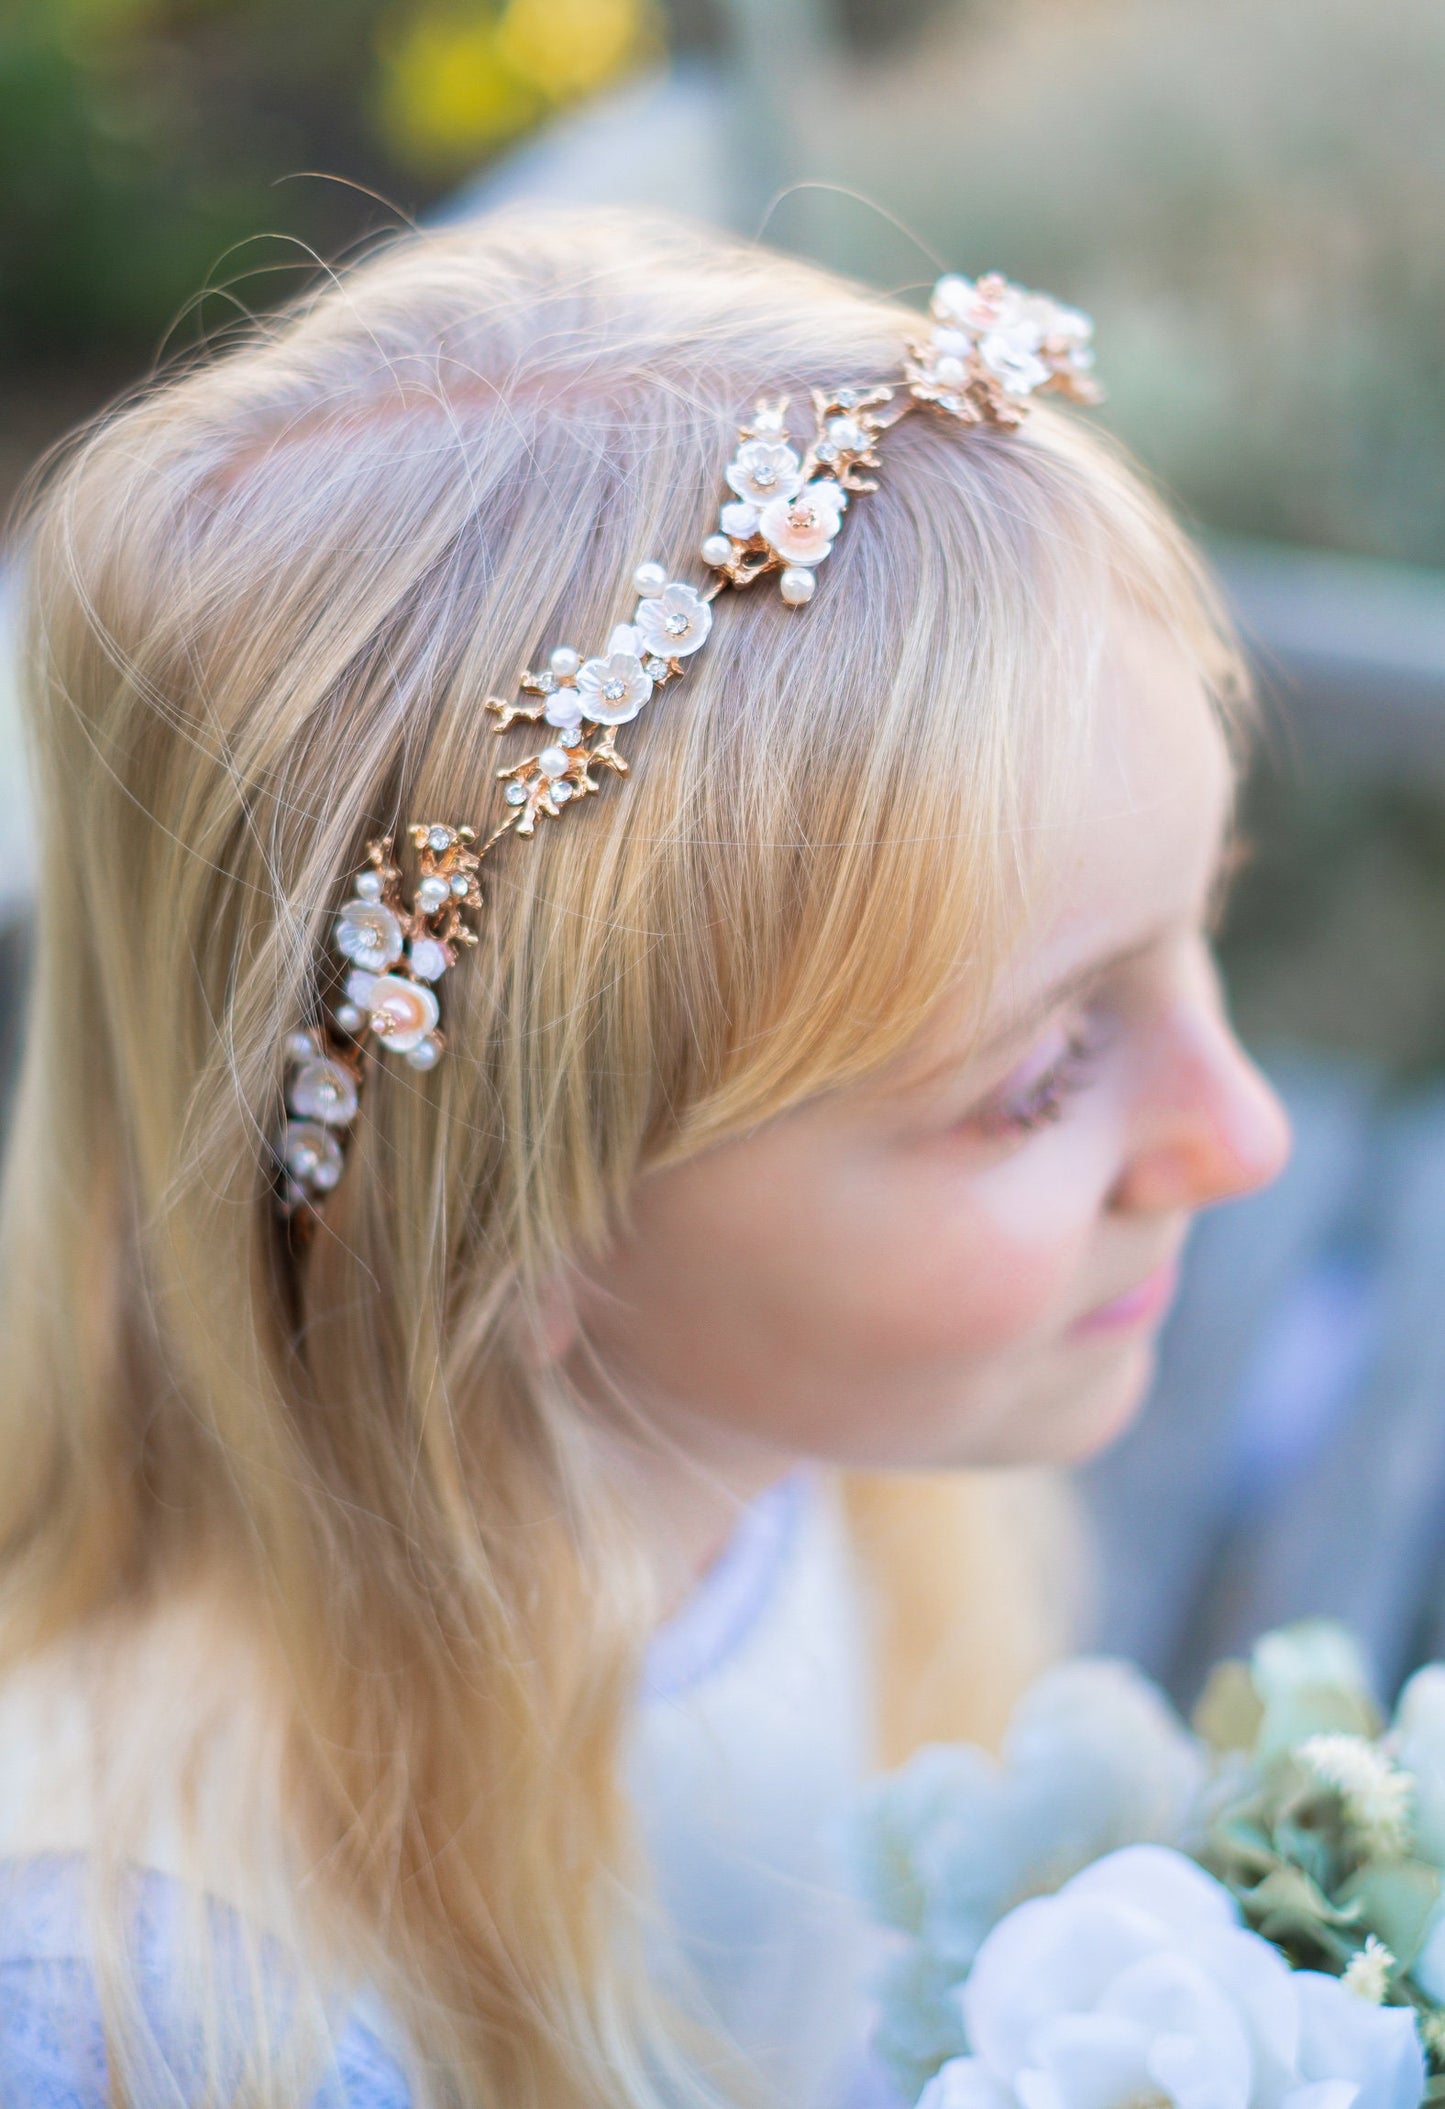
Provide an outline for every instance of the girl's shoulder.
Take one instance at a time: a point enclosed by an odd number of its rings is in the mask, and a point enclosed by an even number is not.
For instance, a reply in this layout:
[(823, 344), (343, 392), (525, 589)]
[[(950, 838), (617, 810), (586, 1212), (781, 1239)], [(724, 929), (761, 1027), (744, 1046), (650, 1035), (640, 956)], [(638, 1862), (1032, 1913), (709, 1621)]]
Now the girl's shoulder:
[[(0, 1859), (0, 2101), (6, 2109), (104, 2109), (107, 2066), (95, 1965), (86, 1932), (85, 1856), (42, 1853)], [(181, 1885), (155, 1869), (131, 1870), (127, 1932), (135, 1981), (155, 2060), (155, 2099), (199, 2099), (199, 2030), (177, 1986), (179, 1943), (190, 1921)], [(239, 1948), (237, 1914), (206, 1902), (216, 1955)], [(268, 1974), (268, 2019), (284, 2017), (284, 1966)], [(253, 2011), (249, 2010), (248, 2011)], [(239, 2009), (238, 2009), (239, 2012)], [(373, 2022), (376, 2025), (373, 2025)], [(384, 2018), (359, 2002), (335, 2031), (329, 2069), (311, 2109), (410, 2109), (401, 2065), (383, 2040)], [(235, 2046), (238, 2064), (244, 2054)]]

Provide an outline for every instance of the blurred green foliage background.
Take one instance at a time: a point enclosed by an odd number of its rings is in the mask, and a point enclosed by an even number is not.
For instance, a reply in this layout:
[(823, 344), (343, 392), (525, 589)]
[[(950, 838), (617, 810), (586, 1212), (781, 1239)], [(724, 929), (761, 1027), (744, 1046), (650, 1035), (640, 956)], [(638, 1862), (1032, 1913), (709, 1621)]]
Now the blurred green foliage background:
[(10, 421), (740, 24), (740, 96), (770, 39), (784, 75), (755, 158), (837, 186), (775, 238), (1004, 260), (1095, 311), (1113, 422), (1201, 518), (1445, 564), (1440, 0), (0, 0)]
[(662, 50), (650, 0), (5, 0), (12, 474), (163, 341), (281, 297)]

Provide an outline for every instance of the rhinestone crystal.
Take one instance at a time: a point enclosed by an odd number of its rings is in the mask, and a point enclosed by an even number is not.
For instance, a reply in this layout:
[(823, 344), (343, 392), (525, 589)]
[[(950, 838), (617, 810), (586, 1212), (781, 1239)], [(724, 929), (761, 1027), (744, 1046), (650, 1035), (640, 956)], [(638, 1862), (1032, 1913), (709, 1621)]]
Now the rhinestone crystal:
[(790, 608), (801, 608), (813, 598), (817, 579), (801, 564), (790, 564), (778, 580), (778, 590)]
[(537, 767), (544, 776), (565, 776), (572, 766), (572, 757), (565, 747), (544, 747), (537, 756)]
[(582, 664), (582, 654), (570, 644), (559, 644), (548, 654), (547, 664), (559, 681), (570, 681)]
[(309, 1062), (313, 1055), (320, 1054), (314, 1033), (294, 1032), (286, 1035), (286, 1059), (288, 1062)]
[(434, 827), (428, 833), (426, 842), (427, 848), (435, 850), (440, 856), (444, 849), (450, 849), (452, 846), (452, 831), (449, 827)]
[(442, 1043), (436, 1033), (428, 1033), (415, 1047), (407, 1049), (406, 1059), (413, 1069), (435, 1069), (441, 1058)]
[(423, 915), (436, 915), (451, 898), (452, 882), (437, 872), (422, 880), (416, 890), (416, 905)]
[(362, 872), (356, 882), (356, 892), (360, 900), (379, 901), (381, 899), (381, 873), (379, 871)]
[(733, 545), (726, 535), (709, 535), (702, 545), (702, 560), (714, 571), (719, 565), (732, 562)]
[(336, 1013), (336, 1022), (344, 1033), (356, 1034), (366, 1023), (366, 1013), (354, 1003), (343, 1003)]
[(527, 803), (527, 787), (525, 784), (510, 783), (502, 796), (509, 806), (524, 806)]
[(667, 573), (661, 564), (639, 564), (632, 574), (632, 583), (641, 594), (661, 593), (667, 584)]

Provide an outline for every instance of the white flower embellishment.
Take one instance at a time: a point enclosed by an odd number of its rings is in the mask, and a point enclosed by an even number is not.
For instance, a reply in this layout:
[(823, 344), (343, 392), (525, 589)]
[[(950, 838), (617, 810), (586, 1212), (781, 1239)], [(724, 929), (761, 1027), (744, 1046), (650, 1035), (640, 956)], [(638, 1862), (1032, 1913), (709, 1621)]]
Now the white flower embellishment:
[(831, 477), (803, 485), (790, 498), (774, 498), (758, 515), (758, 533), (785, 564), (821, 564), (843, 524), (848, 493)]
[(933, 327), (913, 348), (908, 381), (950, 416), (1007, 427), (1033, 395), (1098, 401), (1089, 379), (1094, 325), (1079, 309), (994, 274), (941, 278), (929, 313)]
[(632, 626), (645, 652), (659, 659), (686, 659), (707, 643), (712, 609), (695, 586), (674, 580), (661, 593), (638, 602)]
[(652, 694), (652, 676), (642, 664), (641, 646), (633, 625), (620, 622), (608, 639), (606, 654), (584, 659), (577, 669), (581, 715), (594, 725), (630, 724)]
[(750, 439), (738, 448), (725, 474), (739, 498), (764, 506), (774, 498), (791, 498), (802, 488), (803, 464), (785, 441)]

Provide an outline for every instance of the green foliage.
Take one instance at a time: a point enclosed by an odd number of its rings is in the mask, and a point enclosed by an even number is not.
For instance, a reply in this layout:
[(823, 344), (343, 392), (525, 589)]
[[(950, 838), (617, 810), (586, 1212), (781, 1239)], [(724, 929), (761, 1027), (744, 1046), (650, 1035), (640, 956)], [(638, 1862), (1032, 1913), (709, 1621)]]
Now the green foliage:
[(1323, 1621), (1266, 1635), (1252, 1664), (1214, 1671), (1194, 1726), (1218, 1767), (1196, 1857), (1245, 1923), (1296, 1969), (1334, 1976), (1360, 1967), (1373, 1936), (1387, 2003), (1438, 2024), (1410, 1973), (1445, 1874), (1420, 1850), (1413, 1783), (1348, 1637)]

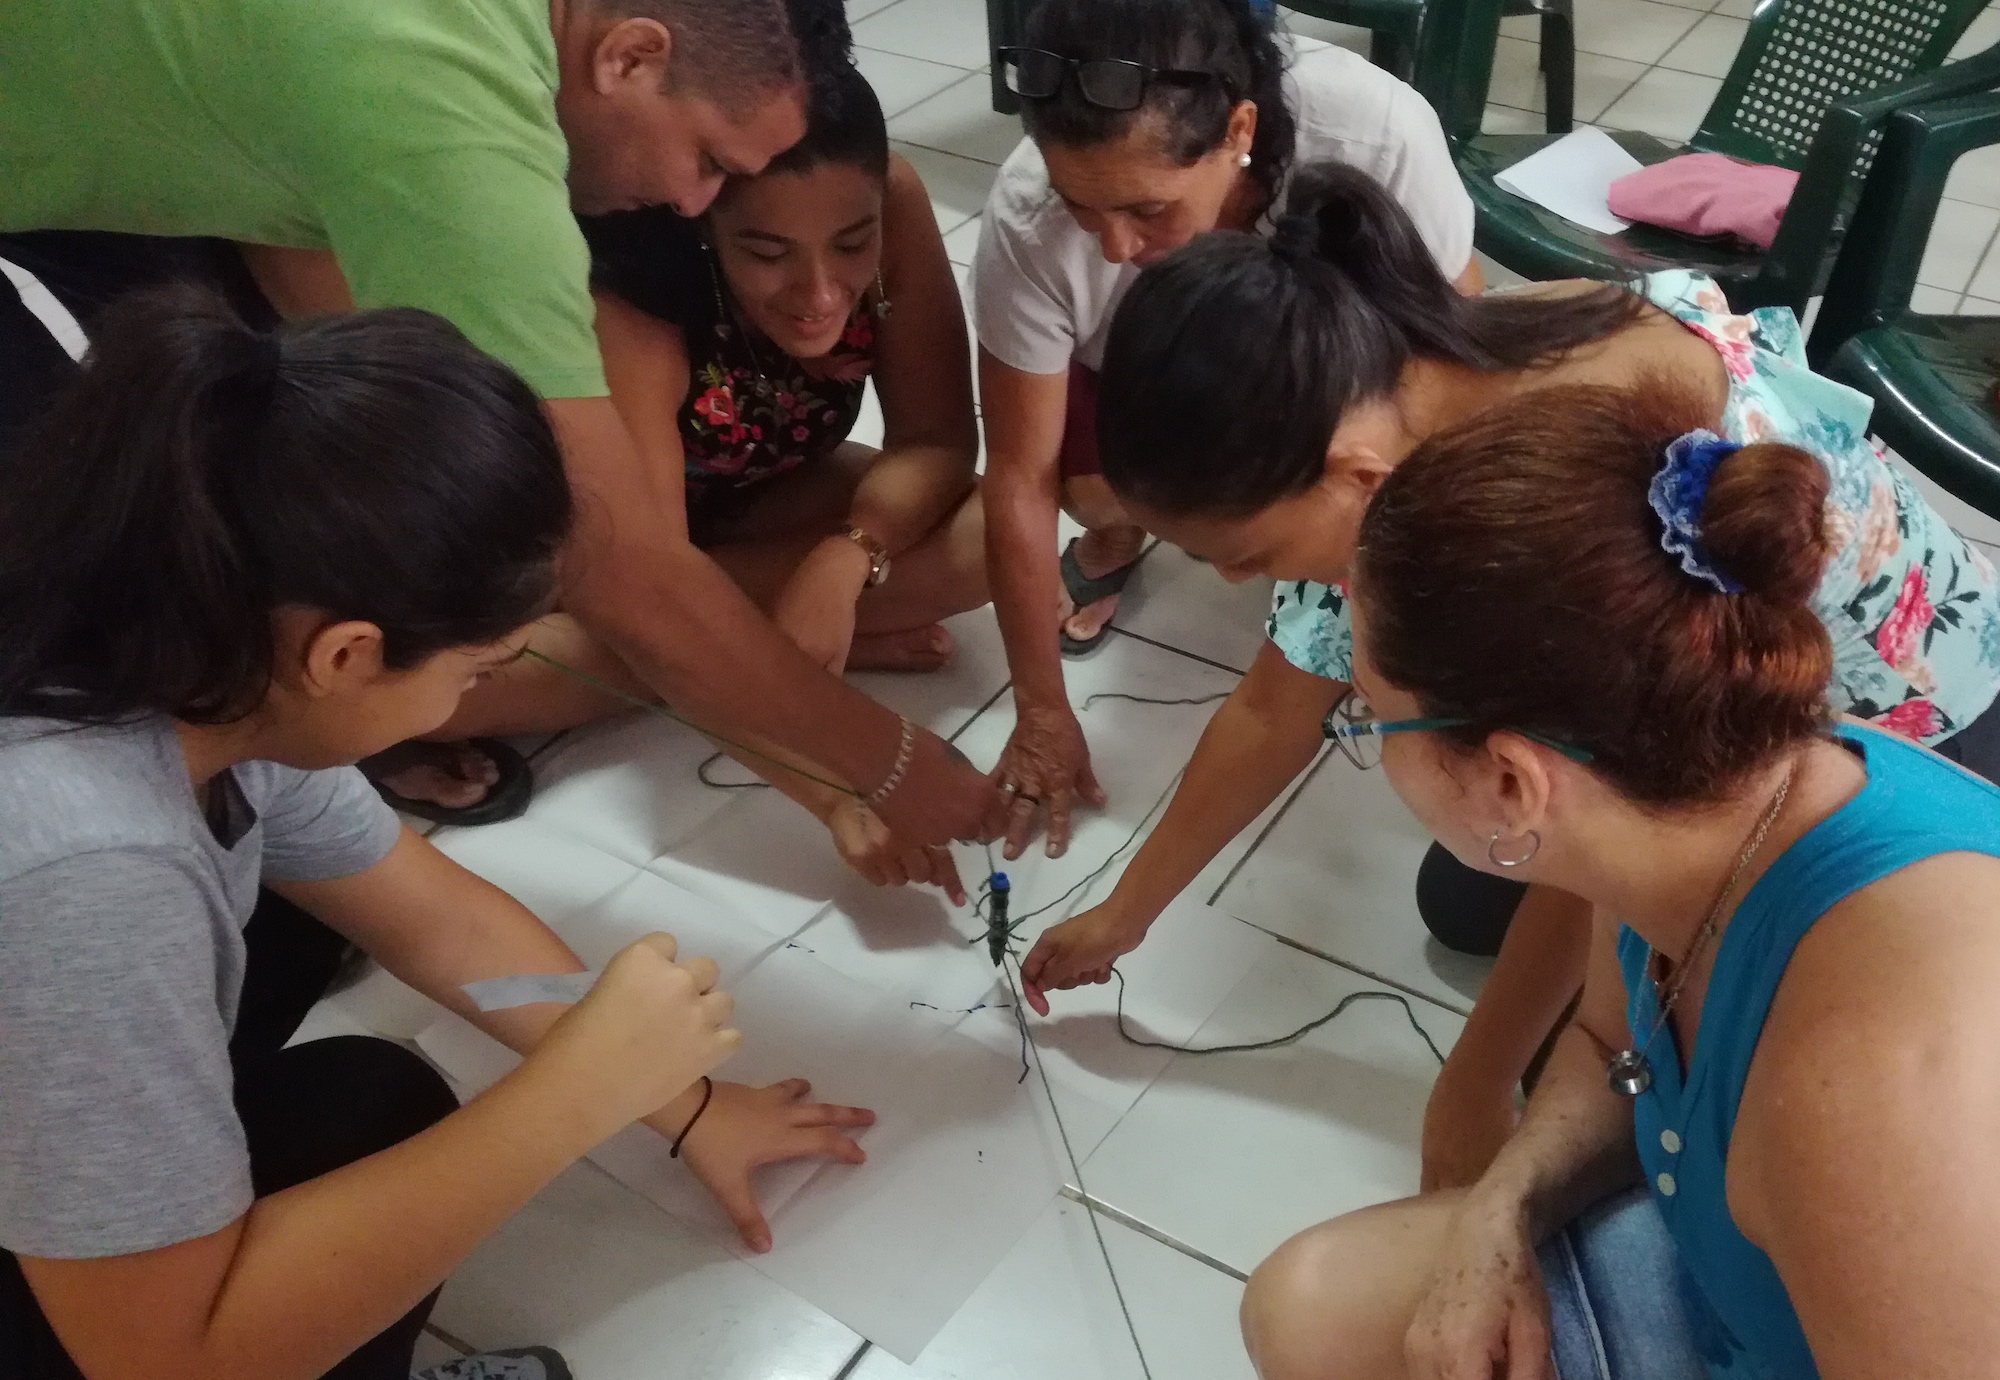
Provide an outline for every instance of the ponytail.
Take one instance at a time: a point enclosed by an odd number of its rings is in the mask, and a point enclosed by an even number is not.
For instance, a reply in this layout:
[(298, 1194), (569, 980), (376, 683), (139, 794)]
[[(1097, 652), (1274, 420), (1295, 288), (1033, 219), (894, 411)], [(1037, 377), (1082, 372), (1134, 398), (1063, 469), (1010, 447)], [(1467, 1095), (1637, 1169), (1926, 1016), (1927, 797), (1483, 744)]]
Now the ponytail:
[(376, 624), (402, 669), (547, 603), (560, 452), (442, 319), (266, 334), (174, 289), (96, 336), (0, 468), (0, 713), (226, 722), (269, 688), (281, 606)]
[(1025, 102), (1022, 122), (1037, 143), (1096, 148), (1146, 121), (1165, 153), (1187, 166), (1222, 146), (1236, 102), (1257, 107), (1250, 175), (1275, 202), (1291, 167), (1297, 124), (1285, 99), (1285, 52), (1268, 0), (1043, 0), (1027, 42), (1063, 57), (1137, 62), (1212, 72), (1201, 86), (1152, 85), (1137, 110), (1102, 110), (1075, 82), (1047, 100)]
[(1160, 512), (1248, 516), (1317, 483), (1341, 419), (1412, 360), (1531, 369), (1642, 305), (1612, 284), (1463, 296), (1381, 184), (1317, 167), (1269, 240), (1205, 235), (1139, 275), (1104, 352), (1104, 477)]

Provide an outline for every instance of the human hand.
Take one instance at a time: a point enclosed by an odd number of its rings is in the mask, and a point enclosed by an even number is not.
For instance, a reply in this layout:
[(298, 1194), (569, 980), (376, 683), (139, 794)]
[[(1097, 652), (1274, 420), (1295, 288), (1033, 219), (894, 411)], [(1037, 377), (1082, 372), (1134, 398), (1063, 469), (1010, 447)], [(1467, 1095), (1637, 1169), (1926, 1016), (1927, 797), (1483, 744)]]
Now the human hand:
[(842, 800), (826, 817), (827, 832), (846, 864), (876, 886), (935, 886), (955, 906), (965, 904), (965, 884), (951, 849), (941, 843), (905, 843), (858, 800)]
[(1410, 1380), (1556, 1380), (1549, 1293), (1518, 1203), (1475, 1190), (1404, 1338)]
[[(753, 1251), (771, 1249), (771, 1228), (757, 1205), (751, 1171), (760, 1165), (811, 1157), (860, 1164), (867, 1153), (848, 1136), (849, 1129), (875, 1124), (875, 1113), (863, 1107), (811, 1102), (812, 1084), (788, 1078), (767, 1088), (742, 1083), (717, 1083), (708, 1110), (681, 1142), (681, 1158), (715, 1195), (729, 1220)], [(693, 1109), (662, 1108), (646, 1124), (672, 1139), (687, 1126)]]
[(771, 621), (836, 676), (847, 668), (854, 604), (868, 588), (868, 571), (866, 551), (845, 537), (829, 537), (806, 553), (771, 606)]
[(1139, 947), (1148, 924), (1134, 924), (1107, 901), (1042, 931), (1021, 960), (1021, 995), (1037, 1016), (1049, 1014), (1044, 992), (1111, 981), (1111, 965)]
[(906, 843), (982, 843), (1006, 831), (1011, 804), (964, 753), (919, 729), (902, 784), (868, 808)]
[(1021, 856), (1035, 827), (1036, 807), (1048, 812), (1047, 853), (1069, 851), (1069, 814), (1074, 800), (1103, 808), (1104, 788), (1090, 769), (1090, 744), (1068, 704), (1016, 705), (1014, 732), (993, 768), (993, 781), (1014, 797), (1007, 820), (1006, 857)]
[(600, 1139), (680, 1096), (743, 1043), (729, 1024), (735, 999), (714, 990), (713, 960), (676, 962), (676, 953), (669, 934), (620, 950), (523, 1065), (580, 1094), (601, 1117)]
[(1514, 1085), (1446, 1061), (1424, 1107), (1423, 1191), (1469, 1188), (1520, 1124)]

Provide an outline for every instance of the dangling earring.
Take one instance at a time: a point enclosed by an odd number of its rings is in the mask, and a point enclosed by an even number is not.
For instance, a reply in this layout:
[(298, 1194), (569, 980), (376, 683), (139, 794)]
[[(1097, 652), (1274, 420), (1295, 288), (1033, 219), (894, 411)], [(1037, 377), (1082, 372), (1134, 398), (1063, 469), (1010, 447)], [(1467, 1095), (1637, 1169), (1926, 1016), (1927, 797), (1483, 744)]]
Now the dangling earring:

*Goal of the exercise:* For each line of the entries that includes "earring", show that line.

*Completed exercise:*
Provide an outline for every instance of the dangling earring.
Now the dangling earring:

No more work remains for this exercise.